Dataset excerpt
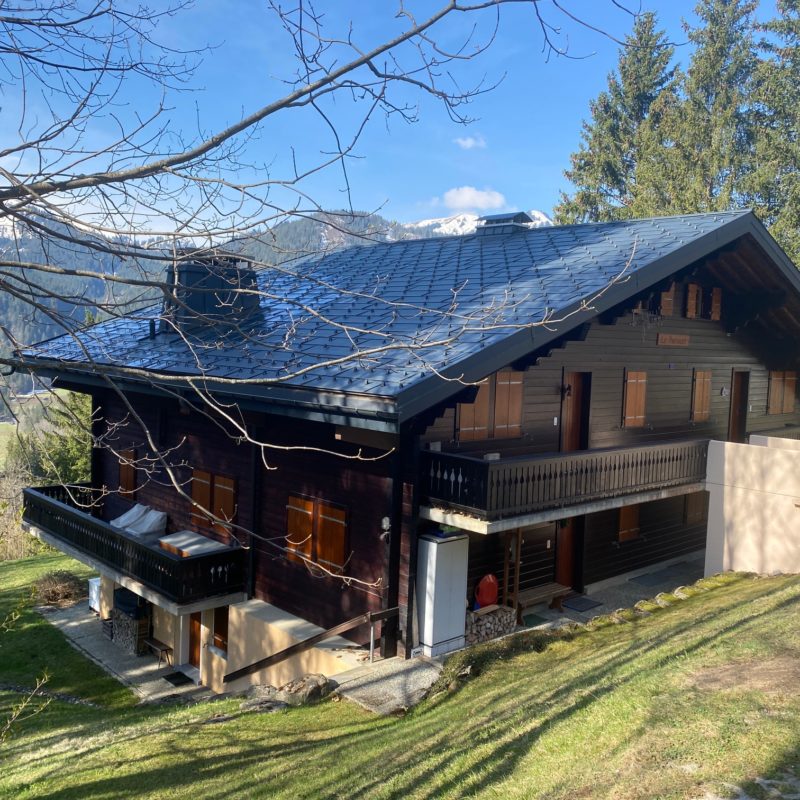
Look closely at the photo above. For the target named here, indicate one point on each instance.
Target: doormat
(177, 678)
(533, 620)
(580, 603)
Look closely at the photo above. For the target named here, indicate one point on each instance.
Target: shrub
(60, 586)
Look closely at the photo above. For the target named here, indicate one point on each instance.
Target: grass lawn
(672, 705)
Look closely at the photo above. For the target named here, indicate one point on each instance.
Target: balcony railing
(523, 485)
(56, 510)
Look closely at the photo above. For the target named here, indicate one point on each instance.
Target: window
(127, 473)
(782, 392)
(496, 412)
(316, 531)
(217, 494)
(628, 523)
(701, 396)
(635, 399)
(220, 639)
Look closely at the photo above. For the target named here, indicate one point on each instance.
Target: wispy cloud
(468, 198)
(476, 142)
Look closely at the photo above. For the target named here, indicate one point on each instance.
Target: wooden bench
(545, 593)
(163, 651)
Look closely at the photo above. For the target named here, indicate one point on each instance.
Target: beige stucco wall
(754, 507)
(257, 630)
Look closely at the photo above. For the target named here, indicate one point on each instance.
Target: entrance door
(575, 390)
(194, 639)
(737, 421)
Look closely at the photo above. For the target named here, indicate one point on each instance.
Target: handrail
(367, 618)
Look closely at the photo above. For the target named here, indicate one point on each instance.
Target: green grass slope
(671, 705)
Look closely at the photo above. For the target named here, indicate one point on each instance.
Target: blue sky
(511, 157)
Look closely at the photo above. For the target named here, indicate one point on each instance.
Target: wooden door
(576, 387)
(737, 420)
(565, 552)
(194, 639)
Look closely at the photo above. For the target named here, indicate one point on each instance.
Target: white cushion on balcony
(130, 517)
(151, 522)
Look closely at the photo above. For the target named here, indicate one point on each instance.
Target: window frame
(127, 473)
(702, 380)
(311, 548)
(219, 485)
(499, 402)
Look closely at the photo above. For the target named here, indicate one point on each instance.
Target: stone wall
(489, 623)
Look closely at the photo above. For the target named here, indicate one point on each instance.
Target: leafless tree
(81, 168)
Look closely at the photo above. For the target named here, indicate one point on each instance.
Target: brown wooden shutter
(701, 396)
(127, 473)
(716, 304)
(201, 494)
(635, 399)
(693, 296)
(299, 528)
(473, 418)
(775, 399)
(628, 523)
(331, 536)
(508, 404)
(789, 392)
(221, 628)
(224, 498)
(668, 301)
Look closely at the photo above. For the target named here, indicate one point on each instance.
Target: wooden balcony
(66, 516)
(508, 487)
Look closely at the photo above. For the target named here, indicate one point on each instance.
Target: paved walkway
(141, 673)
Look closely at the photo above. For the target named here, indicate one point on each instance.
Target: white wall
(754, 506)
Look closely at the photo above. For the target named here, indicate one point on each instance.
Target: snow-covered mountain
(461, 224)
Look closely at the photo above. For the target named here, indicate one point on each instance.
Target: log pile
(489, 623)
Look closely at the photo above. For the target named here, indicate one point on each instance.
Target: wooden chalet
(544, 395)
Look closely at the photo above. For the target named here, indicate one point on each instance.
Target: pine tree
(775, 179)
(696, 147)
(604, 167)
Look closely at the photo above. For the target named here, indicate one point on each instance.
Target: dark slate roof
(382, 321)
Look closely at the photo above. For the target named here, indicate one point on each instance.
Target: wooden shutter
(693, 296)
(299, 528)
(221, 628)
(716, 304)
(628, 523)
(635, 399)
(473, 418)
(789, 392)
(701, 396)
(668, 301)
(201, 494)
(331, 536)
(775, 399)
(127, 473)
(508, 404)
(224, 499)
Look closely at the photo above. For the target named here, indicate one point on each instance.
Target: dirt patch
(779, 674)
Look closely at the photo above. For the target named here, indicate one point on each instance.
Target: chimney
(207, 289)
(504, 223)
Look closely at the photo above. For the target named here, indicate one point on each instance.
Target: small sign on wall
(672, 340)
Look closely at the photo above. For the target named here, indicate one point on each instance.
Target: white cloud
(467, 198)
(470, 142)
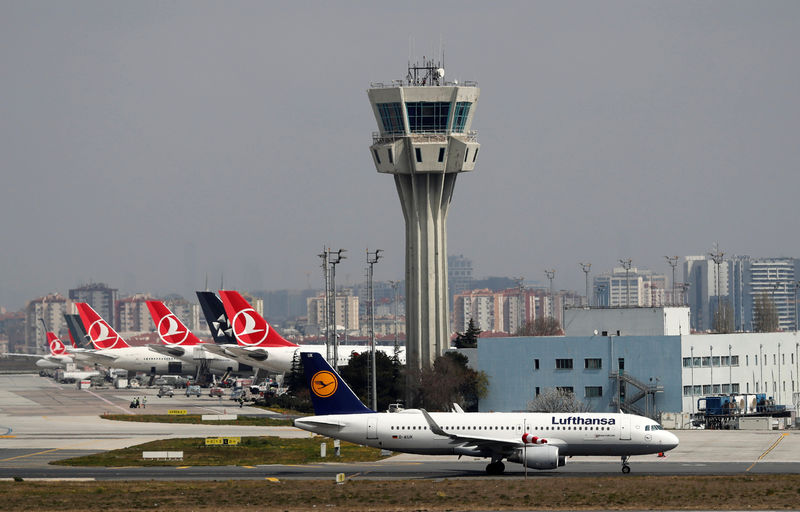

*WHAT TO PRODUCE*
Report how many lines of the dataset excerpt above contain the string "grass", matching case exactly. Give only the number.

*THE RESPONSE*
2